## Reading text
========
Is flexibilization really increasing in the Dutch labor market?

Published on: 18 January 2023

Current issues related to economy, (responsible) investment, pension and income: every week an APG expert gives a clear answer to the question of the week. This time: Charles Kalshoven, macro economist at APG, on the question of whether the Netherlands really does have an increasing number of flex workers.

Since the end of the Covid crisis, the Dutch labor market has been able to produce impressive figures. At the end of the second quarter of last year, for example, there were 143 vacancies for every 100 unemployed, a record. With such a tight labor market, you would think that the number of permanent jobs would increase. After all, workers have something to choose from, and if they don’t like the working conditions, there are plenty of other jobs. Yet the Netherlands remains flex-addicted, recently wrote. But is that really true? According to Kalshoven, the situation is more nuanced than that.

On-call workers

The number of flex workers in the Netherlands in the third quarter of last year was 2.7 million, down 97,000 from the second quarter. In addition, CBS figures show that the number of employees with permanent employment rose by 46,000 over the same period, to a total of 5.3 million. The number of permanent jobs has never been higher, Kalshoven notes. “The number of fixed-term contracts, usually for one or two years, has actually declined somewhat recently. Probably partly because it was easy to part with these workers during the Covid years.” Figures regarding the number of temporary workers also do not seem to support the claim of increased flexibilization. However, the number of on-call workers has risen sharply in recent years, especially in the hospitality industry.


Covid plays an important role in this, Kalshoven believes. “In a normal business cycle, when the economy comes out of a recession, employers are not sure whether economic growth is sustainable. Therefore, they prefer temporary workers. After all, they don’t want to risk being stuck with employees if the economy does slump again.” At some point the growth becomes steady and then employers do dare to hire people on a permanent basis. “The Covid crisis represented an interruption of the normal business cycle. Many sectors were forced into a kind of coma state and there was little investment. As a result, the need for temporary ‘hands’ was less. Now that the lockdowns are over, economic activity has returned. But the economic environment is uncertain: high inflation, rising interest rates and fears of recession. In sectors that have taken a hit, such as the hospitality industry, business owners are therefore paying extra close attention to costs. For example, by using on-call workers, so that you only incur costs when it is really necessary and there is turnover in return.”
========
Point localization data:
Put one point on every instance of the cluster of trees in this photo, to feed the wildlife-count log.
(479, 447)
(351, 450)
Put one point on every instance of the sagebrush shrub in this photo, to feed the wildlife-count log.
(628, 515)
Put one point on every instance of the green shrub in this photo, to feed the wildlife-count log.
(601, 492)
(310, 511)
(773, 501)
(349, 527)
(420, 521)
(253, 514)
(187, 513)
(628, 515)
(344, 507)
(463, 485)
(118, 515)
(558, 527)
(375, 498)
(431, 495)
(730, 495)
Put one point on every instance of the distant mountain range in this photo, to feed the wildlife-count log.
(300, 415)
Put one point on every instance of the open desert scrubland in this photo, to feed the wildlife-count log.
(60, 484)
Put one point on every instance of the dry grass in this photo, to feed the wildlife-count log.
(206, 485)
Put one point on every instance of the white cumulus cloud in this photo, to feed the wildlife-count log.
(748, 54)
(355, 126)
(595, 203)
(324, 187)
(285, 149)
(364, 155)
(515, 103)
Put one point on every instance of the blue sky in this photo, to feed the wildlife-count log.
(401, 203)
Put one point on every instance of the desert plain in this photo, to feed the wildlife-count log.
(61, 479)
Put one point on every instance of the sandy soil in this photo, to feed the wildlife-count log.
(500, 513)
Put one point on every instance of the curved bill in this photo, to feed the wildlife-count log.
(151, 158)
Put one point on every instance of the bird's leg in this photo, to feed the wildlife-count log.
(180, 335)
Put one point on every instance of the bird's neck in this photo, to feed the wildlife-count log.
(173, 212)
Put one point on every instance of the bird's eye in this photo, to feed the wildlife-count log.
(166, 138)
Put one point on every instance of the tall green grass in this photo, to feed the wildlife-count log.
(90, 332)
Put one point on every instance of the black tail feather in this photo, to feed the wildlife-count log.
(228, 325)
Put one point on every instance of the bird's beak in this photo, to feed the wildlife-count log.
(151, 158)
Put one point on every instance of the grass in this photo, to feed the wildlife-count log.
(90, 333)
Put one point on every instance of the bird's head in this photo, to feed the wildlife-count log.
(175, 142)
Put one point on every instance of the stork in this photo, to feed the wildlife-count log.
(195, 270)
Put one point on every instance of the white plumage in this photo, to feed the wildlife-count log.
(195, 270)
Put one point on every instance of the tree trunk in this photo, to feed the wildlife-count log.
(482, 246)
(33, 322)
========
## Your goal
According to the article on the Dutch labor market, how many flex workers did the Netherlands have in the third quarter of last year?

## Answer box
2.7 million